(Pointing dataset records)

>>>>

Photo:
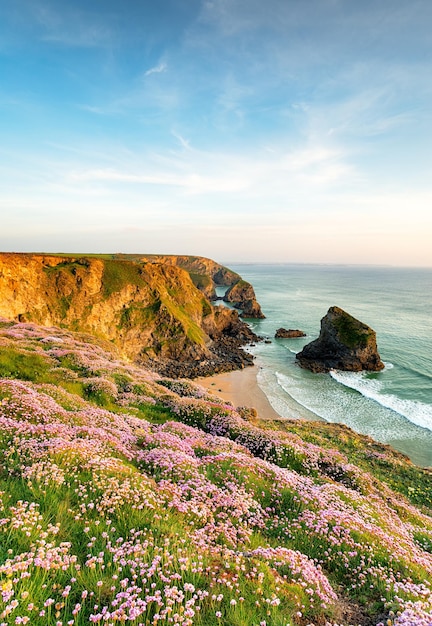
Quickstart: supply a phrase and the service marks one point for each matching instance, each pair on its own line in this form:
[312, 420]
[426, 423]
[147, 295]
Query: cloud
[157, 69]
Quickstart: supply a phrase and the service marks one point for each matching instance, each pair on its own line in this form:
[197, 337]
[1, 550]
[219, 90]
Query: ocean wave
[415, 411]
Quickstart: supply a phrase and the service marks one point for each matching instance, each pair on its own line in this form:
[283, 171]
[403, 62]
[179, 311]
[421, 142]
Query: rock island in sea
[344, 343]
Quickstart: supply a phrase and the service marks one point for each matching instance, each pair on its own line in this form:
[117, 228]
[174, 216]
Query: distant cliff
[206, 274]
[151, 311]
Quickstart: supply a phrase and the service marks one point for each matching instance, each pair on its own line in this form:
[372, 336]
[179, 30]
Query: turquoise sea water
[393, 406]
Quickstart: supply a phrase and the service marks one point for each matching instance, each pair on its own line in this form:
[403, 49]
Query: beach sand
[241, 389]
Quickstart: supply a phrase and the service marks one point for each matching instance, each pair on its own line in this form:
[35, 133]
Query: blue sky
[242, 130]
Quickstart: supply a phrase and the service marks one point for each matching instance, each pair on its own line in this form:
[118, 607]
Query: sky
[241, 130]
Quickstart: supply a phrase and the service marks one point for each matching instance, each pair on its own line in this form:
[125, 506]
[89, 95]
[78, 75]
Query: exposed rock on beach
[344, 343]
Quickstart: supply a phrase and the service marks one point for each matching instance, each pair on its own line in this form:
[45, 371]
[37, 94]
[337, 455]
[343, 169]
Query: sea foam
[415, 411]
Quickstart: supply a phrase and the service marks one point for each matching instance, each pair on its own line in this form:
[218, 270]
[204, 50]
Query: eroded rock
[344, 343]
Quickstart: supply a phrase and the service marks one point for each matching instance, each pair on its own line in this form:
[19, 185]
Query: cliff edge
[151, 311]
[344, 343]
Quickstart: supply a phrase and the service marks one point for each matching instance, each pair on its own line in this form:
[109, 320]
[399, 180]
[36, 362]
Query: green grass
[25, 365]
[118, 274]
[351, 332]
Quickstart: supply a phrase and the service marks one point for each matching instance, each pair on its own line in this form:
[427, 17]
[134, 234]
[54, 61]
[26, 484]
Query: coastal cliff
[344, 343]
[151, 311]
[242, 295]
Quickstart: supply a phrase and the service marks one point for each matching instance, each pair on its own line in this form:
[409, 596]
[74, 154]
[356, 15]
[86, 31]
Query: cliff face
[207, 274]
[344, 343]
[150, 311]
[242, 295]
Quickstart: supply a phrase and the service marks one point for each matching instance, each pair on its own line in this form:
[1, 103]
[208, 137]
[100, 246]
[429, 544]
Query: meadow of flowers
[129, 498]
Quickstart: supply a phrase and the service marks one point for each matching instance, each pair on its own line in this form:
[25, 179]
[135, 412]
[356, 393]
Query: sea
[393, 406]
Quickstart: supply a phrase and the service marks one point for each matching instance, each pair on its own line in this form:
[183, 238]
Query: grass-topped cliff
[151, 310]
[130, 498]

<<<<

> [What the exercise asks]: Transcribe the full listing above exactly as it stands, minus the pictures.

> [Result below]:
Photo:
Quickstart: supply a phrase and the service marks one point for each matching instance, each pair on its own line in this form:
[312, 420]
[426, 423]
[147, 295]
Query: cloud
[157, 69]
Quickstart: supply a phrase and the service marks one point for each matching instance, each pair on its own line in this form:
[197, 337]
[1, 550]
[219, 90]
Query: ocean wave
[415, 411]
Quickstart: supply a phrase and the service marks one point for each matching instance, each pair on its own line in this form:
[283, 171]
[403, 62]
[179, 311]
[421, 142]
Query: rock island in sea
[344, 343]
Quickstart: supply a phrase and the service marks one point for each matching instance, each pair on its own line in this form:
[117, 228]
[174, 216]
Query: distant cliff
[206, 274]
[151, 311]
Quickstart: supply a phrase and the service marks one point for each matching instance, each pair on its own line in this form:
[372, 336]
[179, 30]
Query: turquoise sea water
[393, 406]
Quickstart: supply a phrase and the service marks one point for each matching instance, each pair on its own line in this form:
[403, 49]
Query: beach sand
[241, 389]
Quickstart: supply a phrase and the service marks one point for each matching instance, each pair on its own line in this form:
[35, 133]
Query: blue sky
[242, 130]
Quickstart: supply a phrase and the service marks one point for each matching instance, each pair on its own line in this form:
[118, 607]
Query: sky
[241, 130]
Quickstart: supply a phrase and the service marks one point for each matching instance, each pair on its own line in this form:
[125, 506]
[89, 95]
[78, 75]
Query: exposed rock on beach
[344, 343]
Quickstart: supply a phrase and the service marks one point for each matching instance, each pair on its own line in this form:
[45, 371]
[37, 94]
[337, 455]
[343, 169]
Query: sea foam
[415, 411]
Quickstart: supply a phrase and the service marks one point for each matching instance, each pair on its own line in this form:
[218, 270]
[204, 50]
Query: eroded rock
[344, 343]
Quickstart: supply a phrase and the service marks one point for each matching instance, each pair on its own line in this form:
[19, 185]
Query: cliff edge
[151, 311]
[344, 343]
Quickstart: supply a phrase and the service marks one point for each matching instance, each pair on its own line in this form:
[109, 320]
[399, 180]
[36, 362]
Query: green grass
[25, 365]
[118, 274]
[351, 332]
Quickstart: supply a phrase and the service marks one point for each matching instance, each pair on its own line in this form:
[427, 17]
[134, 234]
[54, 61]
[26, 484]
Query: coastal cliff
[344, 343]
[151, 311]
[242, 295]
Quickstart: supply a phrase and the service marks one point for each matching instance, each pair on its own line in this form:
[409, 596]
[74, 154]
[356, 15]
[86, 31]
Query: cliff face
[207, 274]
[344, 343]
[150, 311]
[242, 295]
Quickstart: supply a phrase and the service marks one point for each matching instance, each pair on its own line in this form:
[1, 103]
[208, 137]
[100, 246]
[429, 544]
Query: meadow of flowers
[129, 498]
Quickstart: supply a phrase and the service marks one point for each matching instance, each pair on its own line in this form:
[25, 179]
[135, 412]
[356, 393]
Query: sea
[393, 406]
Quickstart: supply a phrase and the service marks one point for each matching instance, each pair on its own line in this form:
[183, 238]
Query: grass-topped cliff
[151, 310]
[130, 498]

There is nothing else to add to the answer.